Top of Provided text

- Fess Williams and his Royal Flush Orchestra – Fess can be seen at the front in a white suit

Background information
- Also known as: Professor or "Fess"
- Born: Stanley R. Williams April 10, 1894 Danville, Kentucky, U.S.
- Died: December 17, 1975 (aged 81) New York City, U.S.
- Genres: Jazz, swing
- Instruments: Clarinet, alto saxophone
- Years active: 1920s–1940s
- Labels: Victor, Vocalion, Gennett, Okeh, Brunswick, Champion, Harmony
- Formerly of: Fess Williams and his Royal Flush Orchestra, Fess Williams and His Joy Boys

= Fess Williams =

American jazz musician (1894–1975)

Fess Williams (born Stanley R. Williams; April 10, 1894 – December 17, 1975) was an American jazz musician.

== Early life ==
As a child Williams played several instruments. He received his formal education from N. Clark-Smith at Tuskegee University. By his late teens he had settled on clarinet, and soon afterwards formed the first of many bands he was to lead over the coming years.

== Career ==
From 1919 to 1923, he led his own band before moving to Chicago, Illinois, and joining Ollie Powers. In 1923, he formed a new group in order to back the variety act Dave and Tressie and traveled to New York with them in 1924. There he led a trio in Albany, New York, as well as a band that played at the Rosemont Ballroom.

Bottom of Provided text
Top of Extracted material

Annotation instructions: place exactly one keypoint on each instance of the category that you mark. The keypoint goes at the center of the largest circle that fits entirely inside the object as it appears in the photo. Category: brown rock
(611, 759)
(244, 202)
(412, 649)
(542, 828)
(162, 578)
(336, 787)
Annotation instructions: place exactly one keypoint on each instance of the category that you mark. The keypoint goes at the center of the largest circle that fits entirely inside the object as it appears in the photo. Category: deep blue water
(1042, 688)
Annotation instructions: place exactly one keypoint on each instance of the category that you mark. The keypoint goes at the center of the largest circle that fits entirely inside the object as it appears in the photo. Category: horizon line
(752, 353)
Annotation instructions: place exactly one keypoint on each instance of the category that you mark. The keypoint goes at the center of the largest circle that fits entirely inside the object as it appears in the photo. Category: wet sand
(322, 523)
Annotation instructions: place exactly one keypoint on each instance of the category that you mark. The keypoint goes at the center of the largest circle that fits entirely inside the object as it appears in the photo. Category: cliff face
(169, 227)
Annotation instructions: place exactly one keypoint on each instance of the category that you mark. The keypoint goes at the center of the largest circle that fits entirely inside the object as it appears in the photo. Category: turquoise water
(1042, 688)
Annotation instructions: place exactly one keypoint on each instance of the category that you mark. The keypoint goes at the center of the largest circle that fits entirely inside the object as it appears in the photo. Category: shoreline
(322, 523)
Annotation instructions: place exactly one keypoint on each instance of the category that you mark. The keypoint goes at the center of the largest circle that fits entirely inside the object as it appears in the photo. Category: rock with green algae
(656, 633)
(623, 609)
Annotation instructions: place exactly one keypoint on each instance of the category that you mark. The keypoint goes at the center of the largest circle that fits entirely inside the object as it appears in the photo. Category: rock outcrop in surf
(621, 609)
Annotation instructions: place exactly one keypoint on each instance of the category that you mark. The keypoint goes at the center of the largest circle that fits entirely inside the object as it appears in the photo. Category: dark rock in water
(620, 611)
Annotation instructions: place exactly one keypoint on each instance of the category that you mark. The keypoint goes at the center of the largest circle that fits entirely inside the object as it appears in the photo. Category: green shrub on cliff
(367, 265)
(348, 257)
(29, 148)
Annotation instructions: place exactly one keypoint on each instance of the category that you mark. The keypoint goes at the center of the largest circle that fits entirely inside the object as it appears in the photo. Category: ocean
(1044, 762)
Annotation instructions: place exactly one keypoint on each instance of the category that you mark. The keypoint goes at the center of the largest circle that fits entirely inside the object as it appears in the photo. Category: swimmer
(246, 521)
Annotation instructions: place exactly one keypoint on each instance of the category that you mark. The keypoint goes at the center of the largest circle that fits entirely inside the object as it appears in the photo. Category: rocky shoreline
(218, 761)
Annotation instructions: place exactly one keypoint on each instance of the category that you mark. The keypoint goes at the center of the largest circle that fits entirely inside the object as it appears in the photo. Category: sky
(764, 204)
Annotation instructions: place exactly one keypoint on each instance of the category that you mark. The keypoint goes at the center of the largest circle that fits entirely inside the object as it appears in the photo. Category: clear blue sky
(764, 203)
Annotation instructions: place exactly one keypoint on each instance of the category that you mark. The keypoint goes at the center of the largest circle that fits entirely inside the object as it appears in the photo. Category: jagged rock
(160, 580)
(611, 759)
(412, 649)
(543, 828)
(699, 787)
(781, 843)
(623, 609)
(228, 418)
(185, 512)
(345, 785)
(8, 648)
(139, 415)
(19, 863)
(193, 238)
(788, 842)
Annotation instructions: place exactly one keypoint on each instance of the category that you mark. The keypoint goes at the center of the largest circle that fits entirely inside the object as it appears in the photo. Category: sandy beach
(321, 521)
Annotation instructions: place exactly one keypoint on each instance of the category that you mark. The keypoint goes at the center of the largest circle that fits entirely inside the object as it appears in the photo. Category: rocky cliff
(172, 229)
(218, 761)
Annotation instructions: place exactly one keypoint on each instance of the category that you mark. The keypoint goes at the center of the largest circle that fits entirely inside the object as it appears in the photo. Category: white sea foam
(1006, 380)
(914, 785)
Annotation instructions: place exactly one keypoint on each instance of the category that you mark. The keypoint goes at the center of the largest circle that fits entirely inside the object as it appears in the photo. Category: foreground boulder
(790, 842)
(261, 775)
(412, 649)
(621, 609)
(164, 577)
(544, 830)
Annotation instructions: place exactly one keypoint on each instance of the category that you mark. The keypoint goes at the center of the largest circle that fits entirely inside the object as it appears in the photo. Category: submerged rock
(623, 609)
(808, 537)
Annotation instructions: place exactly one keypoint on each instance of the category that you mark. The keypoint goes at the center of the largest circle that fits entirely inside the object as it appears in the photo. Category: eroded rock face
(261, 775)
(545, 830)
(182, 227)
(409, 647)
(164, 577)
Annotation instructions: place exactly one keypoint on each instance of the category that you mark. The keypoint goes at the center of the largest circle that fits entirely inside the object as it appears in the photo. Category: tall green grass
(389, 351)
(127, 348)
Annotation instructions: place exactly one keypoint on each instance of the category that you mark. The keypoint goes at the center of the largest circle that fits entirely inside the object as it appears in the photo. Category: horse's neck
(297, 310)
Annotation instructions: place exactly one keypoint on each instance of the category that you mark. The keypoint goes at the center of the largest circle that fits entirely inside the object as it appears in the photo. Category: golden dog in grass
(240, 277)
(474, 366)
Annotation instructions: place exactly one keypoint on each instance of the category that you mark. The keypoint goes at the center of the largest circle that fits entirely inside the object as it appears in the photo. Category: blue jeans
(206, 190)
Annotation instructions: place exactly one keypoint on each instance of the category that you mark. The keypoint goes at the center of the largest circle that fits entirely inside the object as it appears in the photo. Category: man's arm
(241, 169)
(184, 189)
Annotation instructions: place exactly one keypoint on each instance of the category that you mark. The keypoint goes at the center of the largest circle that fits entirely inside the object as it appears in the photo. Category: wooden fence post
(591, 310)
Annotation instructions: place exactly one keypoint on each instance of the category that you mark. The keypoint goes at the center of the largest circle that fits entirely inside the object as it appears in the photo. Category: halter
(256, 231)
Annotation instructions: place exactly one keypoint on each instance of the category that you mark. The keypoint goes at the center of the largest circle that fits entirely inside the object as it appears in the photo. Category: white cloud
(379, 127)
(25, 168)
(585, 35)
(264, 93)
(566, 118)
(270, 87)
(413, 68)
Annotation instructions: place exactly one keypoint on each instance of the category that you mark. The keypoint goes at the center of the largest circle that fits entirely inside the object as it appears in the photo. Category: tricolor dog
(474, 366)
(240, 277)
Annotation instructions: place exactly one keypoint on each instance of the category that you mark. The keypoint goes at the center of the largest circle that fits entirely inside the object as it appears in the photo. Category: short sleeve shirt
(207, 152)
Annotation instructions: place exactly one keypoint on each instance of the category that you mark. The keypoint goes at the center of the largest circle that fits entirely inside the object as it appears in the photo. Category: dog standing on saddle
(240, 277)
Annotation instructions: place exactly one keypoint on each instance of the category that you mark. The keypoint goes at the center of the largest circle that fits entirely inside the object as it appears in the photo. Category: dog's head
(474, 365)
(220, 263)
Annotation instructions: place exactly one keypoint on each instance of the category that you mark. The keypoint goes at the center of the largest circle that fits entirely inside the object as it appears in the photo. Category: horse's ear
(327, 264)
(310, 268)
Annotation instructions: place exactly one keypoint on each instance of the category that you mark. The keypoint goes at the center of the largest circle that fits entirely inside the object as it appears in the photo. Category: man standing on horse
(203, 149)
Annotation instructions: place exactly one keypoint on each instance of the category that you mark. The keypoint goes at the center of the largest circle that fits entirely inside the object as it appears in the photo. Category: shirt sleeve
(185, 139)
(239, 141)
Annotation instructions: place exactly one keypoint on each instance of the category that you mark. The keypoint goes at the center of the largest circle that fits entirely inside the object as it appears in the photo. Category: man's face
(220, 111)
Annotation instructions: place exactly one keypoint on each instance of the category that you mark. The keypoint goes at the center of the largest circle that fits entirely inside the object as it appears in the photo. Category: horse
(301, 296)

Bottom of Extracted material

> [Tasks for this exercise]:
1 – Decide whether each statement below agrees with the Fess Williams article. Answer yes or no for each one, and quote the words of the article that settle it.
(a) Williams received his formal education at Tuskegee University.
(b) Williams traveled to New York with Dave and Tressie in 1923.
(c) By his late teens, Williams had settled on the alto saxophone.
2 – Reproduce the stretch of the Fess Williams article from "- Fess Williams" through "Danville, Kentucky, U.S.".

> [Responses to the tasks]:
1 –
(a) Yes: "He received his formal education from N. Clark-Smith at Tuskegee University."
(b) No: "In 1923, he formed a new group in order to back the variety act Dave and Tressie and traveled to New York with them in 1924."
(c) No: "By his late teens he had settled on clarinet"

2 –
- Fess Williams and his Royal Flush Orchestra – Fess can be seen at the front in a white suit

Background information
- Also known as: Professor or "Fess"
- Born: Stanley R. Williams April 10, 1894 Danville, Kentucky, U.S.